● Document excerpt
========================

2.1 Requirements

Rather than proving the result directly, we use an indirect approach, trying to “weakly split” the degree of A. Specifically, given two $\Sigma ^0_2$ -sets A and B and an enumeration operator $\Lambda $ such that $\overline {K} = \Lambda (A \oplus B)$ (K here denotes the usual Halting set), we construct two sets $X_0 = \Phi _0(A)$ and $X_1 = \Phi _1(A)$ with these enumeration operators and an enumeration operator $\Gamma $ , and meet the following requirements for all enumeration operators $\Delta $ :

$$ \begin{align*} \text{Global} &: A=\Gamma(B\oplus X_0\oplus X_1),\\ {\mathcal N}^0_\Delta &: A=\Delta(X_0)\Rightarrow \exists \Omega\,(A=\Omega(B)),\\ {\mathcal N}^1_\Delta &: A=\Delta(X_1)\Rightarrow \exists \Omega\,(A=\Omega(B)). \end{align*} $$

Here, the enumeration operators $\Omega $ are built locally by ${\mathcal N}$ -requirements; indeed, as we will see below, each ${\mathcal N}$ -requirement will build different versions of $\Omega $ based on different guesses about the higher-priority requirements.

If we succeed with these requirements, then we have that $A \le _e B$ , or that $X_0, X_1<_e A$ and $A \le _e B \oplus X_0 \oplus X_1$ , and so the degrees of A and B clearly cannot form an Ahmad Pair. This corollary is non-uniform in two ways, in that we do not know whether $A \le _e B$ or which one (or both) of the $X_i$ is not below B, and even assuming $A \not \le _e B$ , we cannot tell uniformly which of $X_0$ or $X_1$ (or both) is now below B (in fact, these non-uniformities are unavoidable, as can be shown).

The construction will be a finite-injury construction. The global requirement should proceed carefully to ensure that we do not end up with a “runaway” $\Gamma $ -axiom. The other requirements will be ordered in some way in order type $\omega $ which determines their priority.

========================

● Written exercise
Reproduce word for word everything in the requirements passage from "If we succeed" down to "determines their priority.".

(Collection entries)
========================

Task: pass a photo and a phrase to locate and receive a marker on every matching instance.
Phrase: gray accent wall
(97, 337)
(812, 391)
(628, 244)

========================

● Answer for the task
If we succeed with these requirements, then we have that $A \le _e B$ , or that $X_0, X_1<_e A$ and $A \le _e B \oplus X_0 \oplus X_1$ , and so the degrees of A and B clearly cannot form an Ahmad Pair. This corollary is non-uniform in two ways, in that we do not know whether $A \le _e B$ or which one (or both) of the $X_i$ is not below B, and even assuming $A \not \le _e B$ , we cannot tell uniformly which of $X_0$ or $X_1$ (or both) is now below B (in fact, these non-uniformities are unavoidable, as can be shown).

The construction will be a finite-injury construction. The global requirement should proceed carefully to ensure that we do not end up with a “runaway” $\Gamma $ -axiom. The other requirements will be ordered in some way in order type $\omega $ which determines their priority.